Text for analysis: Begin

Palestinian politician (1880-1946)

Omar al-Bitar (Arabic: عمر البيطار; also Romanized as Omar el-Bitar) (1880–1946) was a Palestinian politician who served as the mayor of Jaffa during the British colonial period.

He was described as "a quintessential symbol of Jaffa in his time."

== Biography ==
Omar al-Bitar was the son of a wealthy family in Jaffa. His family rose to prominence and influence in the 19th century. At the end of the second decade of the 20th century, the Bitar family from Jaffa stood out on the lists of large landowners in Palestine.

In 1908, Al-Bitar was appointed as the head of the municipal council by the Qayyim, with whom he maintained close ties. In 1915, al-Bitar was dismissed by the Qayyim Arif Bek, and exiled to Damascus along with 45 notables from Jaffa.

Text for analysis: End

§ **Tasks**
• A. Using the text on Omar al-Bitar, answer each question:
(i) Of which city was al-Bitar mayor?
(ii) In what year did the Qayyim appoint al-Bitar head of the municipal council?
(iii) To which city was al-Bitar exiled in 1915?
• B. Take the text on Omar al-Bitar further, writing on from its last sentence.

Data extract: Begin

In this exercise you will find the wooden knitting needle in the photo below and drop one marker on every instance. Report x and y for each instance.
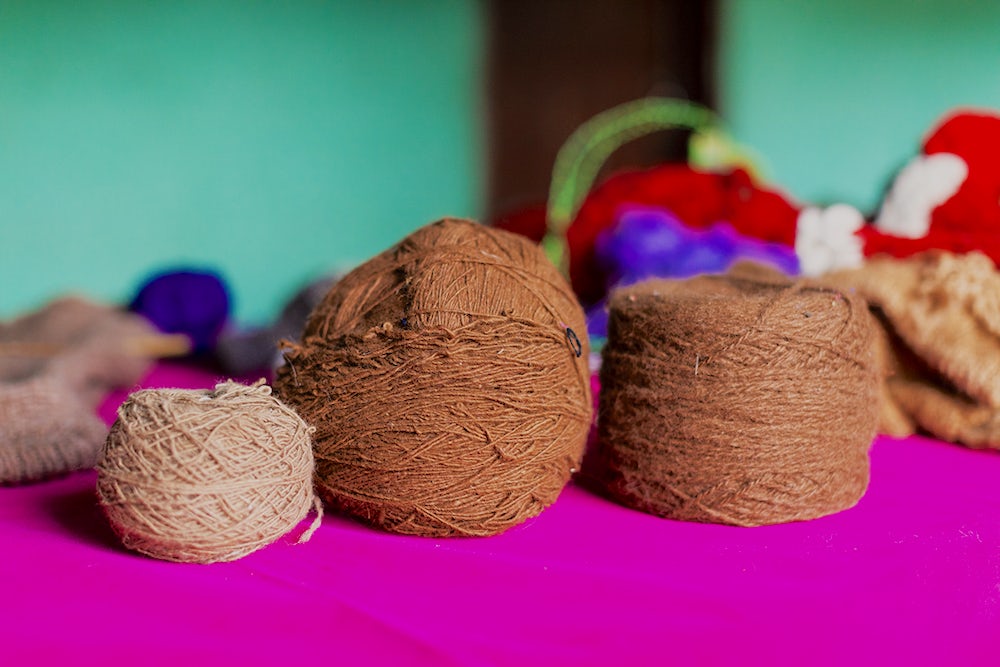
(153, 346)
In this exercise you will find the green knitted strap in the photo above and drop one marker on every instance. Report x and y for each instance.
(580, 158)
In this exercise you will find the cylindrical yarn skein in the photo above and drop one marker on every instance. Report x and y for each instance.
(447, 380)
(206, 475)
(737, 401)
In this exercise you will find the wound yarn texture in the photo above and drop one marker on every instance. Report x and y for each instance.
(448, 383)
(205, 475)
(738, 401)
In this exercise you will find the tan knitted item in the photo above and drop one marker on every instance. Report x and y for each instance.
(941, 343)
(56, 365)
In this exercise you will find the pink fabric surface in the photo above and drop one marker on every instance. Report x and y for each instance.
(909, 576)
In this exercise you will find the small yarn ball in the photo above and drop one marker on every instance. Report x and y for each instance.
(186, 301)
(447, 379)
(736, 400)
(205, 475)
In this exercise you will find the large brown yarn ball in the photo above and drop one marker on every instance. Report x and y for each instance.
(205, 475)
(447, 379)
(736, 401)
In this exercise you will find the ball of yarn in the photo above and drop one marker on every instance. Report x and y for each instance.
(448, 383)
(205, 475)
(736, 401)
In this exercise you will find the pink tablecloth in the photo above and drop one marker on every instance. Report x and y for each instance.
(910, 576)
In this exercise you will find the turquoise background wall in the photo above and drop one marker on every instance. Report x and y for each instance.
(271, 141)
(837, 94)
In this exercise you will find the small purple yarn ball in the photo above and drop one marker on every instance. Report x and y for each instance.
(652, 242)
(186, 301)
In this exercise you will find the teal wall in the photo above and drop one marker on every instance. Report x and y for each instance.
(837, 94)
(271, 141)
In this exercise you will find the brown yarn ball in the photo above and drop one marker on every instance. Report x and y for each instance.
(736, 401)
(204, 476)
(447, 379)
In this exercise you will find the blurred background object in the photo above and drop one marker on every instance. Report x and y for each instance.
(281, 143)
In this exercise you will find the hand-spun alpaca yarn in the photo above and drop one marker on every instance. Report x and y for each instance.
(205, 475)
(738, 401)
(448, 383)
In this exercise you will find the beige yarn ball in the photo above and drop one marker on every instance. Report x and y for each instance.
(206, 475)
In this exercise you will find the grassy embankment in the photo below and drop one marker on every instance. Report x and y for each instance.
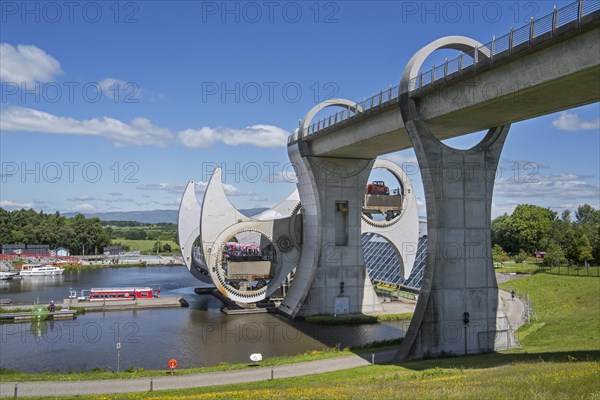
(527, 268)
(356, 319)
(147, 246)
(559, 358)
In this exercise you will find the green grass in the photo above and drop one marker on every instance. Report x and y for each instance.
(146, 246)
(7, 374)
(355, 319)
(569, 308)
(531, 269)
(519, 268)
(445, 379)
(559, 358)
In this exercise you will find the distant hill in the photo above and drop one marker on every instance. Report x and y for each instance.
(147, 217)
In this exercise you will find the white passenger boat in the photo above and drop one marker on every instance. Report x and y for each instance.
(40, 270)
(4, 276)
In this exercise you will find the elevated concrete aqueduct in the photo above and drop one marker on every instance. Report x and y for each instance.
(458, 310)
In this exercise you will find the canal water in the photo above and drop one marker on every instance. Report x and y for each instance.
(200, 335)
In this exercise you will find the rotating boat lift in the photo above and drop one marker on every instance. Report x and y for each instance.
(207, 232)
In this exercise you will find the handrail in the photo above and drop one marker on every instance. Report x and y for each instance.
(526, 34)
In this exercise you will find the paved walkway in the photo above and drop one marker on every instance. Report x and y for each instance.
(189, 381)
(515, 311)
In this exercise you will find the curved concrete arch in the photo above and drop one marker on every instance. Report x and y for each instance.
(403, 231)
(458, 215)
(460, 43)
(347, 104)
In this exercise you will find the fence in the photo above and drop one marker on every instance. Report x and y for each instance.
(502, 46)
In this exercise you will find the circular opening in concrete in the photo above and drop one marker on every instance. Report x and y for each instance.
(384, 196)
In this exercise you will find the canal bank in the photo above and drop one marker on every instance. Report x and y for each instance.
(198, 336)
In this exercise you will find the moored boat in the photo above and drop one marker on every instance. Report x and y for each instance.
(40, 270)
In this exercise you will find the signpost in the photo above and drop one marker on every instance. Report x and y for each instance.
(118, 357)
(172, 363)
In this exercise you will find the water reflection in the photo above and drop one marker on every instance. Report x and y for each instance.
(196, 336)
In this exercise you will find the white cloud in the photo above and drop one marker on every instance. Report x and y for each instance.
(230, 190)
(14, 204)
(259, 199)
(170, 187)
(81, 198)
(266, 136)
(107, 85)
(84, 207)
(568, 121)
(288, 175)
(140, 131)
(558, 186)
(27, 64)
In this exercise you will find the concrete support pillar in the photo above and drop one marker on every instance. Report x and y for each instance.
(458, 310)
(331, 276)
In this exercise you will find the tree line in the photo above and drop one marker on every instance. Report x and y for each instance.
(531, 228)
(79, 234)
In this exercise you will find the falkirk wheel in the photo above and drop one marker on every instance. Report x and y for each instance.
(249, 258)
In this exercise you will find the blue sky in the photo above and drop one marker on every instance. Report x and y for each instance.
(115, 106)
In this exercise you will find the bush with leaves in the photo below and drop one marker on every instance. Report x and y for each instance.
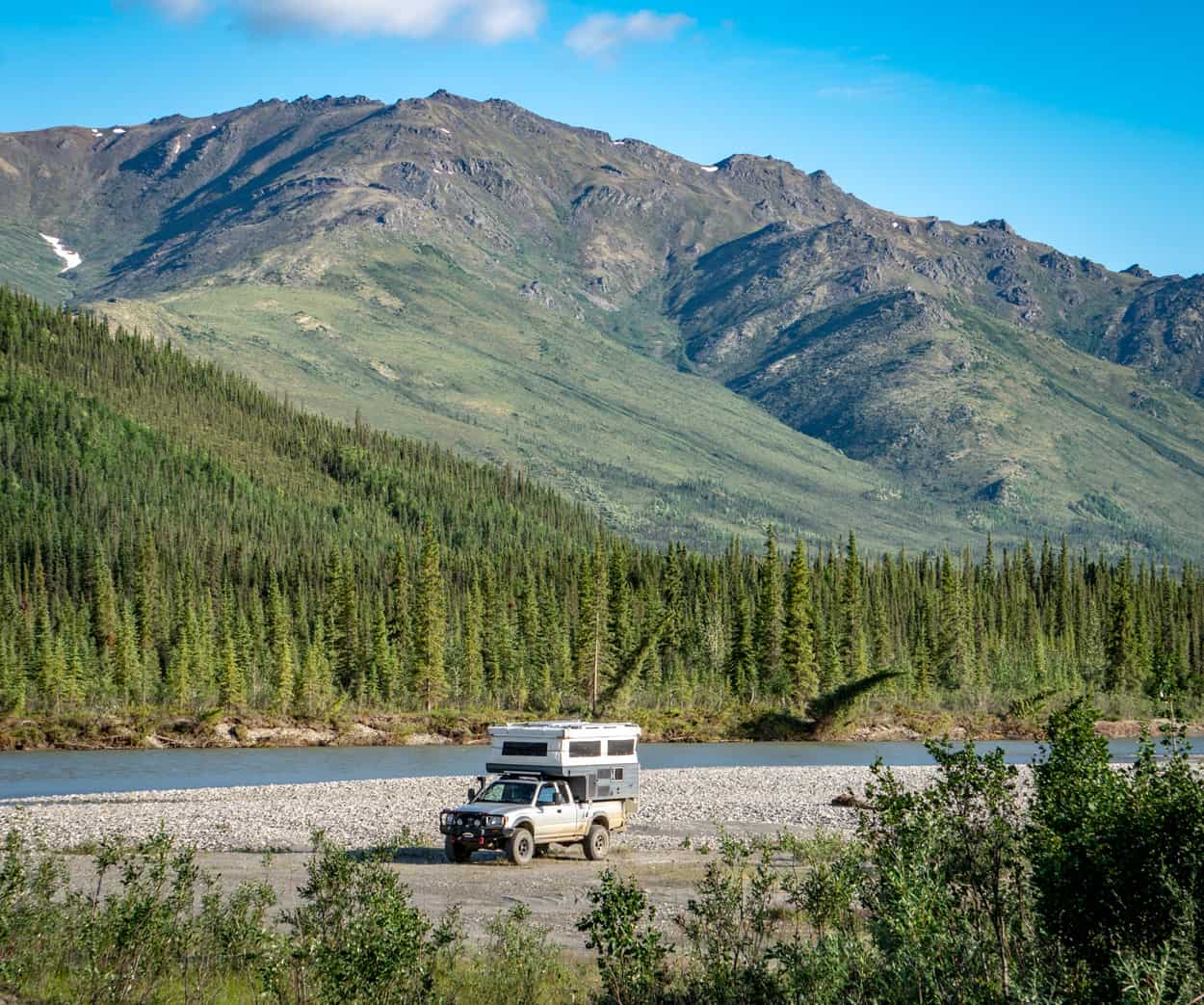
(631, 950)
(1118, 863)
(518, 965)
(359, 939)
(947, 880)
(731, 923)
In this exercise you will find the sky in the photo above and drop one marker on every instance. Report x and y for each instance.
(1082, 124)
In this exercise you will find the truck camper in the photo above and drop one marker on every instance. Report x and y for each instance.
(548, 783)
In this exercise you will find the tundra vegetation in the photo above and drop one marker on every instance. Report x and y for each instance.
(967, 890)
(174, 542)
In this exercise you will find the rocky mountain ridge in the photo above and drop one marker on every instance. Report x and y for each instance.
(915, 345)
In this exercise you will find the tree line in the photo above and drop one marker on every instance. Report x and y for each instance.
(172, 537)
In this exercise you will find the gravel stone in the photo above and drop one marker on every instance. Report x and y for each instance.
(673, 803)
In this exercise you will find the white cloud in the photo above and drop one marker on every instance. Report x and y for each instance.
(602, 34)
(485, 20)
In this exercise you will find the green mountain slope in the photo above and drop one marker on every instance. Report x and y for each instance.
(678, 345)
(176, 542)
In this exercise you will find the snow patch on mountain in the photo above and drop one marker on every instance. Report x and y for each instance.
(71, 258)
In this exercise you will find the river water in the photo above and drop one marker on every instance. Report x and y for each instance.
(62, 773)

Data extract: End

§ **Task responses**
• A.
(i) Jaffa
(ii) 1908
(iii) Damascus

• B.
With the beginning of the British rule, he was suspected of pro-Ottoman activity and was deported to Egypt. He was allowed to return in early 1919. In September 1919, he was elected president of the "Muslim-Christian Association in Jaffa", one of the first political organizations in the Arab national awakening in the country. Similar associations were established shortly thereafter in other cities, and their leaders gathered in December 1919 in Haifa and founded the Arab Executive Committee. Al-Bitar served as president of the association in Jaffa until the end of 1929, when he was ousted by the extremist wing. He was a member of the executive committee elected at the fourth to seventh conferences of the Arab-Palestinian Congress (1921–1928). At the fourth Congress, which convened in June 1921 in Haifa, he was elected Deputy Chairman of the Executive Committee, a position he held until the seventh Congress in 1928.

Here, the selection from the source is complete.